Reproduce only the part of the rows that opens with the line containing "target: runway surface" and closes with the line containing "140], [105, 132]]", request lines included. In the answer, scale every polygon vertex coordinate by 0.3 and round to whole numbers, with halves rounding up.

━━━━━ Dataset rows

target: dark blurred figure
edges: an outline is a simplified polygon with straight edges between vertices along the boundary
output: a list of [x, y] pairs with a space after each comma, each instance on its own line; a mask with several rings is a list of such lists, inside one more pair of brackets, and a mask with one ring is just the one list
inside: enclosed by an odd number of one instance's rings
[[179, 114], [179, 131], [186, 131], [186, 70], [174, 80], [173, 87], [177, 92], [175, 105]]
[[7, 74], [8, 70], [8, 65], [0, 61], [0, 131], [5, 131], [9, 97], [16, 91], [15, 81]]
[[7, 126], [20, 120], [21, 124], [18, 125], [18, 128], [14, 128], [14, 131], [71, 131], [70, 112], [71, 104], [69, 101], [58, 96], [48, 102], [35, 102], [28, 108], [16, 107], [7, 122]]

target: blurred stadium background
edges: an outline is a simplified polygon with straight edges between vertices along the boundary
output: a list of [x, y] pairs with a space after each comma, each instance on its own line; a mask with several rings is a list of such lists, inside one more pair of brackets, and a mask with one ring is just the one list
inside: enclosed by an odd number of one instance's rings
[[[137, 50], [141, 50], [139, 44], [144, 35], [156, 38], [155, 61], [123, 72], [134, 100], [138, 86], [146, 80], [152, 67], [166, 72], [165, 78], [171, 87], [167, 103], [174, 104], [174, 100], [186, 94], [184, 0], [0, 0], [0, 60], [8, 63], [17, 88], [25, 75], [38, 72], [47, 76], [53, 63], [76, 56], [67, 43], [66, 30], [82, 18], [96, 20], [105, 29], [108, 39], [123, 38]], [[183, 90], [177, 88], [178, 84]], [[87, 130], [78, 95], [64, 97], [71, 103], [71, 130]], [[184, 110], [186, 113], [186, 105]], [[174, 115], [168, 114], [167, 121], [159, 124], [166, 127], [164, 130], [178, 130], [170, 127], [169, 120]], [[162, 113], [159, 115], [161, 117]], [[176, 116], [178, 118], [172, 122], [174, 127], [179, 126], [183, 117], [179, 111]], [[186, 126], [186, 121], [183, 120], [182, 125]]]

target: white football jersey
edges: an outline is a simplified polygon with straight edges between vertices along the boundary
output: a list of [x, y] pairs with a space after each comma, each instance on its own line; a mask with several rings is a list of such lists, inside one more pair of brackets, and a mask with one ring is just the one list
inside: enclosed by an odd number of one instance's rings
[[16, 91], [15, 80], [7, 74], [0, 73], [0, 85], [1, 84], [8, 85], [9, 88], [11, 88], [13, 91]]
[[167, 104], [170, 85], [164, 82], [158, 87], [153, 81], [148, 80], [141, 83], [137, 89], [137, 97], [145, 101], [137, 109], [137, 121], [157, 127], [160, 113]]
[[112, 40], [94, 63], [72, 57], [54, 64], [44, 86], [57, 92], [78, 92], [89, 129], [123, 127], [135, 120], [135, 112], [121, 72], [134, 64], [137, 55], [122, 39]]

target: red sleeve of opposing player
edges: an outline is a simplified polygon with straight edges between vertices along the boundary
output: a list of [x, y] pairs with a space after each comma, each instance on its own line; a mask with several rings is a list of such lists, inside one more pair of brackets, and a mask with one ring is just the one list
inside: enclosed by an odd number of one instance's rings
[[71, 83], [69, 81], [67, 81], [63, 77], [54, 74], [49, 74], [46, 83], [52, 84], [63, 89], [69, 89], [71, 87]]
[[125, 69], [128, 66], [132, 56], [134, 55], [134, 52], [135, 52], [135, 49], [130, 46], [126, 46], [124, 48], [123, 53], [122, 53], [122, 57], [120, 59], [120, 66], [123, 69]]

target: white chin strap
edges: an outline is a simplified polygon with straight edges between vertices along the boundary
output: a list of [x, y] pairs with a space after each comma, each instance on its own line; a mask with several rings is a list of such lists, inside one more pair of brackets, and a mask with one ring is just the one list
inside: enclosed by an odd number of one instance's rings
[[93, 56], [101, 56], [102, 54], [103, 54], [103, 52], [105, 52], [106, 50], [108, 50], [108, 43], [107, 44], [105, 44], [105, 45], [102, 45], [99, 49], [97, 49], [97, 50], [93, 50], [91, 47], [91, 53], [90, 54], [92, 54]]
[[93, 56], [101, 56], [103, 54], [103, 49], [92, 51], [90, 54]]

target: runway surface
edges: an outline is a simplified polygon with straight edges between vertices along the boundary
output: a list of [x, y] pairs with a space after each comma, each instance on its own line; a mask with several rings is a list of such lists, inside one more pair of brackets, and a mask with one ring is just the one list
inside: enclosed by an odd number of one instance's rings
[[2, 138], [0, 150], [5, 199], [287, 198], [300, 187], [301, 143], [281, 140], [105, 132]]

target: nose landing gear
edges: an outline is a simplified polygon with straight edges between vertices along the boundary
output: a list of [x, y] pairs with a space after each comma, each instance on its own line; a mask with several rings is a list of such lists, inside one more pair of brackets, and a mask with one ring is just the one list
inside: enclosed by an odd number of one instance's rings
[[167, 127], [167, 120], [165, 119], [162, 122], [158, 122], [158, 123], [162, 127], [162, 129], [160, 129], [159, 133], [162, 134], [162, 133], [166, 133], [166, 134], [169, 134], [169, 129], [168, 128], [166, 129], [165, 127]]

━━━━━━━━━━

Answer to this task —
target: runway surface
edges: an outline is a simplified polygon with straight edges between vertices along the boundary
output: a list of [x, y] pairs with a space after each comma, each instance on its own line; a mask with several rings is a list of such lists, inside one more pair of brackets, and a mask with one ring is just the one list
inside: enclosed by an odd number of one instance's rings
[[1, 41], [0, 45], [2, 60], [86, 59], [90, 56], [90, 43], [84, 42], [32, 40]]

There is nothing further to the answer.